◆ Stated problem
Can you rewrite the records below with "concrete embankment wall" swapped for "retaining wall" and nothing else changed?

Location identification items
== == ==

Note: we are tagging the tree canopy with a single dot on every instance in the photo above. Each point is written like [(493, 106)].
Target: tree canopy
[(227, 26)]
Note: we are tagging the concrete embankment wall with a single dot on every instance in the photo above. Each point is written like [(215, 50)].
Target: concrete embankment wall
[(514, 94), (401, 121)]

== == ==

◆ Answer to this exercise
Note: we are tagging the tree canopy with a single dot on every instance in the photo above. Each point is written like [(493, 106)].
Target: tree canopy
[(227, 26)]
Note: we are tagging the retaining wall with a single dot on every instance in the photo above. Each point is written like [(215, 50)].
Target: retaining wall
[(514, 94), (401, 121)]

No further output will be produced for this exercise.